━━━ Passage ━━━

English Translation:
Shmuel also said: Or if the flesh that envelops the majority of the rumen was damaged in its majority, the animal is a tereifa. Rav Ashi raises a dilemma: Is this referring even to a case where the majority of the length of the flesh was torn? Or is it referring only to a case where the majority of the flesh was removed, but if it was torn along the majority of its length the animal remains kosher?
קלאוד על הדף:
Shmuel’s third tereifa, the damaged rumen-covering flesh, prompts Rav Ashi to ask what kind of damage qualifies. Does “damaged in its majority” mean the flesh was merely torn (karua) along most of its length, or specifically removed (natul)? Removal is the more severe injury, so if only that counts, a long tear alone would leave the animal kosher. The Gemara now tries to resolve this from a mishna.

━━━ Source data ━━━

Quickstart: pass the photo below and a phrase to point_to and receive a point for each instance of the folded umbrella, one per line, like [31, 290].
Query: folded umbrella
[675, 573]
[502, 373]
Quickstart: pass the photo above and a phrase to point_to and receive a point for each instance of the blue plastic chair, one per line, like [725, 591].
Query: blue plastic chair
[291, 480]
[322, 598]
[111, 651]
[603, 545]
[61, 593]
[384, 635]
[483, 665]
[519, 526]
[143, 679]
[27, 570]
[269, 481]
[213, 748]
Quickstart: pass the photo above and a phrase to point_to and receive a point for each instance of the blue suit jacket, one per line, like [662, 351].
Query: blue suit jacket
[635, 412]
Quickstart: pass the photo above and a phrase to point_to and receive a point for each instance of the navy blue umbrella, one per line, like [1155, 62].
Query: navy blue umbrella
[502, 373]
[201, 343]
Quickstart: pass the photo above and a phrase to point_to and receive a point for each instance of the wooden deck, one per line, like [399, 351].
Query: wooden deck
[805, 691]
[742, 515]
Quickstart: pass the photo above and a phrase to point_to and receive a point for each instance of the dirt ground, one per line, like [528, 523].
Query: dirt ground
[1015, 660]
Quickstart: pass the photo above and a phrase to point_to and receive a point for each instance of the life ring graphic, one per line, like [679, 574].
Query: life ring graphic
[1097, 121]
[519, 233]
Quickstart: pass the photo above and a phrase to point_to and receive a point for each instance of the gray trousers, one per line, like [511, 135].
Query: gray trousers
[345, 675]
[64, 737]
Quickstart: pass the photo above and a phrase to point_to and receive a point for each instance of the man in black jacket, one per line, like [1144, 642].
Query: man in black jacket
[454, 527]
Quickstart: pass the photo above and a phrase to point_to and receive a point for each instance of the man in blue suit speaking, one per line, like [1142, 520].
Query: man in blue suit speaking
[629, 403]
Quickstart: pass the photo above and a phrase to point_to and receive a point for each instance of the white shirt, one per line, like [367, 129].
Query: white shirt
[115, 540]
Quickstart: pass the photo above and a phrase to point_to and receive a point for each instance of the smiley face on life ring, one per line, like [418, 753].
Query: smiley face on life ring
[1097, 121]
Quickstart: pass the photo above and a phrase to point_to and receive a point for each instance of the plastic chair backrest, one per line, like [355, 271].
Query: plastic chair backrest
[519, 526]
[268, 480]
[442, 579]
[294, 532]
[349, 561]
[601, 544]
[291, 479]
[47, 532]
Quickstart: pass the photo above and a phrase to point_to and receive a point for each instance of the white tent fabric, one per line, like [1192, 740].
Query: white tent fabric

━━━
━━━ Source data ━━━

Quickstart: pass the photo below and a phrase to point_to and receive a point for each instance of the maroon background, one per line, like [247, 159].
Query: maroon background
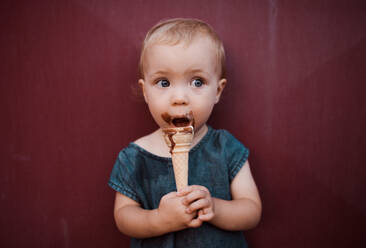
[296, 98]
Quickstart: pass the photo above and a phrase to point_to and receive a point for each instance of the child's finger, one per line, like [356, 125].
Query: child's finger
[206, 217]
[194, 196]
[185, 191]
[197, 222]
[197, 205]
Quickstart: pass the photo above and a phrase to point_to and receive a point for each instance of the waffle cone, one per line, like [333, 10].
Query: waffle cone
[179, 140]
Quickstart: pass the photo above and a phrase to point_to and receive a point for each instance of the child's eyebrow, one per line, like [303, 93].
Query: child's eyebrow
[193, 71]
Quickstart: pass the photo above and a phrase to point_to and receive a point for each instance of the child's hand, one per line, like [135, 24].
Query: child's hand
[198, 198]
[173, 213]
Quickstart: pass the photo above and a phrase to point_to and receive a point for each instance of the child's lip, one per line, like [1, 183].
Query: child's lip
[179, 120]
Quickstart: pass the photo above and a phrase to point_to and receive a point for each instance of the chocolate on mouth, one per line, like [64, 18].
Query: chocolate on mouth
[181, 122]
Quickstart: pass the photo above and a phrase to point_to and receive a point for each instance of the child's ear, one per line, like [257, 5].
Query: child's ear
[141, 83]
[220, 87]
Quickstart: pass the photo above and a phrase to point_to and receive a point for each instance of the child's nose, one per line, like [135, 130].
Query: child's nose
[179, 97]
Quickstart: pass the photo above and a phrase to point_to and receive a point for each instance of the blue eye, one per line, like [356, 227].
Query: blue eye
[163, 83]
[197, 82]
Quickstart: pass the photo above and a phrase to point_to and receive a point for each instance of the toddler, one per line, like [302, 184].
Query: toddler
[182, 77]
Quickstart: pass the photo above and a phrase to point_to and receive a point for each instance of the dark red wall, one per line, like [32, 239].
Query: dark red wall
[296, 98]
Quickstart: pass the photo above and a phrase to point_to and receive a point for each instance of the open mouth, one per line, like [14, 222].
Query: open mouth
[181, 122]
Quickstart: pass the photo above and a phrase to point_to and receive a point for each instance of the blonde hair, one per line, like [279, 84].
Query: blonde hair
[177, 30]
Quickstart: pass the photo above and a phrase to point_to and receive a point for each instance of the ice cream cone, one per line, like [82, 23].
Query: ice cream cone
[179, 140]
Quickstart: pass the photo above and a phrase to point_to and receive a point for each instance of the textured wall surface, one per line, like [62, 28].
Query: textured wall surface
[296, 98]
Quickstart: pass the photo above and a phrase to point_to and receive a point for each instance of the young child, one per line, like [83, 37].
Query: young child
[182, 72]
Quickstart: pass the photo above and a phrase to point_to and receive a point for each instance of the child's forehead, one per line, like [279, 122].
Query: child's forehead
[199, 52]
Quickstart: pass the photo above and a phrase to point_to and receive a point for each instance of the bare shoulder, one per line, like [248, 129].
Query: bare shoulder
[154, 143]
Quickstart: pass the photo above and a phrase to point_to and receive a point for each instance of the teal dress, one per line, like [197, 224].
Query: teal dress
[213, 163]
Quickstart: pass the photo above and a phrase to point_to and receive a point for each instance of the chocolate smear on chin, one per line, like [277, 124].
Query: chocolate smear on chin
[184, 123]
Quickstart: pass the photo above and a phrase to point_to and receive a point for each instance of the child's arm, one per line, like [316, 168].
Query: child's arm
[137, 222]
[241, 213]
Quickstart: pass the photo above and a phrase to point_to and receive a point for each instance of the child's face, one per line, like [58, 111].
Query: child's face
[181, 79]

━━━

* **Stated exercise 1**:
Answer these questions about the passage on the damaged rumen flesh:
(a) Who raises the dilemma about what kind of damage counts?
(b) Which of the two injuries does the commentary call more severe?
(c) From what does the Gemara next try to resolve the question?
* **Stated exercise 2**: Identify every line in the rows that contains the word "black", and copy each one. Case counts.
The passage and the rows have no connection to each other.

* **Task solution 1**:
(a) Rav Ashi
(b) Removal (natul)
(c) From a mishna

* **Task solution 2**:
Quickstart: pass the photo above and a phrase to point_to and receive a point for each instance of the man in black jacket, one per line, like [1144, 642].
Query: man in black jacket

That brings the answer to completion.